● Record excerpts
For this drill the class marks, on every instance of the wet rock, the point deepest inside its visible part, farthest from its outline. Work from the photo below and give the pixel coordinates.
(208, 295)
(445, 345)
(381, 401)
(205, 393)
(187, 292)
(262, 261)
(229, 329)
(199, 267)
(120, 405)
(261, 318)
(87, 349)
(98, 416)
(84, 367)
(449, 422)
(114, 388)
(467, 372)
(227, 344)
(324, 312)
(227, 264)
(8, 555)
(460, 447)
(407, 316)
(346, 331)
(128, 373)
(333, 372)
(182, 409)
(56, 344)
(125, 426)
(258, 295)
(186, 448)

● Exercise description
Convert all of the data above into a two-column CSV with the headers "instruction" and "answer". Give one row per instruction, placing the instruction text in the first column and its complete answer in the second, each as a single quoted field with any line breaks replaced by spaces.

● Result of the task
instruction,answer
"For this drill the class marks, on every instance of the wet rock, the point deepest inside its visible part, farthest from its outline. Work from the photo below and give the pixel coordinates.","(208, 295) (445, 345) (381, 401) (205, 393) (187, 292) (262, 261) (229, 329) (199, 267) (120, 405) (261, 318) (87, 349) (98, 416) (84, 367) (449, 422) (114, 388) (467, 372) (227, 344) (324, 312) (227, 264) (8, 555) (460, 447) (407, 316) (346, 331) (128, 373) (333, 372) (182, 409) (56, 344) (125, 426) (258, 295) (186, 448)"